Look for the line with "Where can the beaded" in the entries below, then extract that line and all lines after it exactly, with pictures left out.
——————
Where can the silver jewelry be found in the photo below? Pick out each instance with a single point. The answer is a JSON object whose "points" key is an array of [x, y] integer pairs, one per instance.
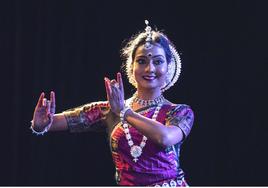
{"points": [[148, 40], [143, 102], [136, 150], [174, 69], [122, 113], [40, 132], [174, 66]]}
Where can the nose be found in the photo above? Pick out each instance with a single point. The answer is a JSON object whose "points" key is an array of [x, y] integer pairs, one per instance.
{"points": [[150, 67]]}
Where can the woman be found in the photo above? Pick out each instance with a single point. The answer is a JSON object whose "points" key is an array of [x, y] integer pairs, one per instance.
{"points": [[146, 130]]}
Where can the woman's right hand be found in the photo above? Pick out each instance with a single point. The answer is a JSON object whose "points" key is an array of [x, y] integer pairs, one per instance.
{"points": [[44, 111]]}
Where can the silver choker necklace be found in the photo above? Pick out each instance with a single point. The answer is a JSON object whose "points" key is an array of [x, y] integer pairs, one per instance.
{"points": [[142, 102]]}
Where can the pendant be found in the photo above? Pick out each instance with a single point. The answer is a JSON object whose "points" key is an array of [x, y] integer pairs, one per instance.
{"points": [[135, 152]]}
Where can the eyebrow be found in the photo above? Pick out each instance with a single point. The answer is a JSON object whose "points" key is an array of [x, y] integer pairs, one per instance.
{"points": [[152, 56]]}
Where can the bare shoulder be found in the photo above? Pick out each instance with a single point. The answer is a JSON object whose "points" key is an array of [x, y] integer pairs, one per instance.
{"points": [[167, 102]]}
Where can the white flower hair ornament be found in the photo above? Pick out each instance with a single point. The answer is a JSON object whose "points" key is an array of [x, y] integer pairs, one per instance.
{"points": [[174, 66]]}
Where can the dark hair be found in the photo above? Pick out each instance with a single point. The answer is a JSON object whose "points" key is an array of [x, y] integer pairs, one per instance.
{"points": [[128, 52]]}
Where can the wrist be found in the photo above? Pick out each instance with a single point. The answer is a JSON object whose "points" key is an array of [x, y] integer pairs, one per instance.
{"points": [[124, 113], [38, 130]]}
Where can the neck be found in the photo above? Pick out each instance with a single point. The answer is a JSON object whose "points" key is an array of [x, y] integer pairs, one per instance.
{"points": [[148, 94]]}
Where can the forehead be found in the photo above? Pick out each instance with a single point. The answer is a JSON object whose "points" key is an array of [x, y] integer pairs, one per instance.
{"points": [[155, 50]]}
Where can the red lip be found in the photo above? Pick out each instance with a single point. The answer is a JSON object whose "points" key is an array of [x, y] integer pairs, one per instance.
{"points": [[149, 78]]}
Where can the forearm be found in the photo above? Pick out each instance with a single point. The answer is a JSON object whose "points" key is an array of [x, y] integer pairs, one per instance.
{"points": [[59, 123], [163, 135]]}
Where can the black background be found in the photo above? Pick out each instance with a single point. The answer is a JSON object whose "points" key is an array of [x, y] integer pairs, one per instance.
{"points": [[69, 46]]}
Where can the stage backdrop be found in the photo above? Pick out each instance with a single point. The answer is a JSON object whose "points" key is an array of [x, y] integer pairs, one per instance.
{"points": [[69, 46]]}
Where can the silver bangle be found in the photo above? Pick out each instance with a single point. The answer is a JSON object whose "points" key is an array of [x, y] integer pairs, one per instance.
{"points": [[123, 113], [40, 132]]}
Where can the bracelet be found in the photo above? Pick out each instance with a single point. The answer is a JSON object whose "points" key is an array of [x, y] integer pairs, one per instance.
{"points": [[40, 132], [122, 114]]}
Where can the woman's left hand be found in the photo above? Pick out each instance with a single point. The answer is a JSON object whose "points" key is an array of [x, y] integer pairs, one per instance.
{"points": [[115, 93]]}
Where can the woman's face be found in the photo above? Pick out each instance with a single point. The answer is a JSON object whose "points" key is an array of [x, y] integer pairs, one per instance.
{"points": [[150, 67]]}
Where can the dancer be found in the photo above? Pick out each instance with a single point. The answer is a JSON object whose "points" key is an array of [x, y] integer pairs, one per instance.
{"points": [[145, 131]]}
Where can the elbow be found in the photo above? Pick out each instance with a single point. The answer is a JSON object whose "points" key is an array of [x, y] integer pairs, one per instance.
{"points": [[165, 141]]}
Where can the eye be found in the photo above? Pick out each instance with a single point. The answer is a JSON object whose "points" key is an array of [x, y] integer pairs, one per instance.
{"points": [[141, 61], [158, 61]]}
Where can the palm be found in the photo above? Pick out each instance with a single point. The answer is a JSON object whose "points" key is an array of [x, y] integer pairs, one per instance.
{"points": [[44, 111], [41, 117]]}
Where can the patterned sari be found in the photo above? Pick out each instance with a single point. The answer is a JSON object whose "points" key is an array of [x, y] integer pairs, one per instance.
{"points": [[157, 166]]}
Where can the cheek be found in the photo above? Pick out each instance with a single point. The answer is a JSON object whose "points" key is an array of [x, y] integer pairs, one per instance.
{"points": [[162, 71]]}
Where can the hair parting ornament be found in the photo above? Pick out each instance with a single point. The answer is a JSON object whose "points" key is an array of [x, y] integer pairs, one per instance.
{"points": [[149, 38]]}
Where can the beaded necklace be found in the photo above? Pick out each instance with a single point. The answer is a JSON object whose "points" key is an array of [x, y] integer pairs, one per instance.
{"points": [[136, 150]]}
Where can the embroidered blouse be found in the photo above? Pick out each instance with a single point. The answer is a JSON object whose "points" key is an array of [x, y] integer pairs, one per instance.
{"points": [[156, 164]]}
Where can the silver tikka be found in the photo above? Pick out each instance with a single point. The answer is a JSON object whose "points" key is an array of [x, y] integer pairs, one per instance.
{"points": [[136, 150]]}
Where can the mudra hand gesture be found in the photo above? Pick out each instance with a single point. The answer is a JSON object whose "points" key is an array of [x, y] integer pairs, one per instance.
{"points": [[43, 113], [115, 93]]}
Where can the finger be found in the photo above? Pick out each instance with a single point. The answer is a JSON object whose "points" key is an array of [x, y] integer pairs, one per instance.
{"points": [[113, 81], [48, 105], [40, 100], [52, 102], [44, 103], [120, 81], [108, 88]]}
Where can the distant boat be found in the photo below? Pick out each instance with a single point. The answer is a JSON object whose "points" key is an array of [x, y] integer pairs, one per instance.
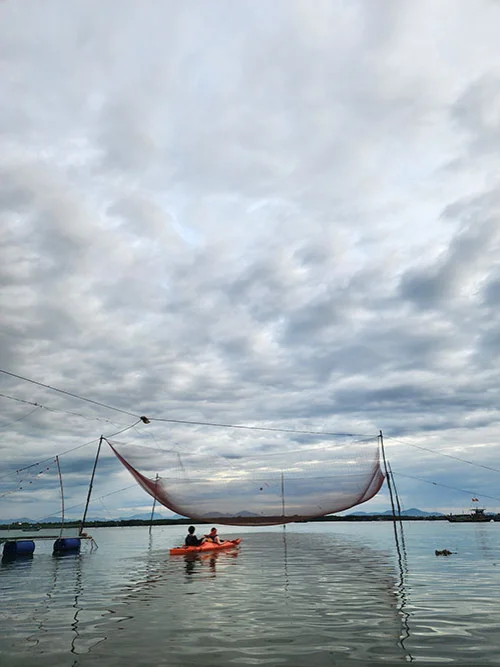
{"points": [[476, 514]]}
——————
### Solution to the problem
Where can the beaded necklace be found in the photo above? Pick out each instance with a single point. The answer is a JSON object whose "points" key is an array of [x, y] integer pairs, one per instance.
{"points": [[136, 150]]}
Where can the embroidered blouse be found in the photo above? Pick out each instance with a single point. The answer is a JSON object whose "points" key is an array of [x, y] integer pairs, one per instance.
{"points": [[156, 164]]}
Where can the silver tikka be found in the photo above? Pick out each instance with a single point. The answer is a JSON object whose "points" key is an array of [x, y] integer pairs, one per instance.
{"points": [[136, 150]]}
Where can the mudra hand gesture be found in the photo above? Pick out each instance with a single point. The answer is a JSON object whose "points" key is an array of [x, y] integer pairs, one per instance.
{"points": [[43, 113], [115, 93]]}
Where can the finger be found in the photo above? Pick out each instance with a single point. The answer is a JSON object whose "points" key is an array of [x, y] integer pairs, one per instance.
{"points": [[113, 81], [48, 105], [40, 100], [52, 102], [44, 103], [120, 81], [108, 88]]}
Where can the distant boat be found in the photo below? Pick out each instance with a single point. The answer is a JSON object whose "points" key is an array of [x, y] integer pairs, one per instance.
{"points": [[476, 514]]}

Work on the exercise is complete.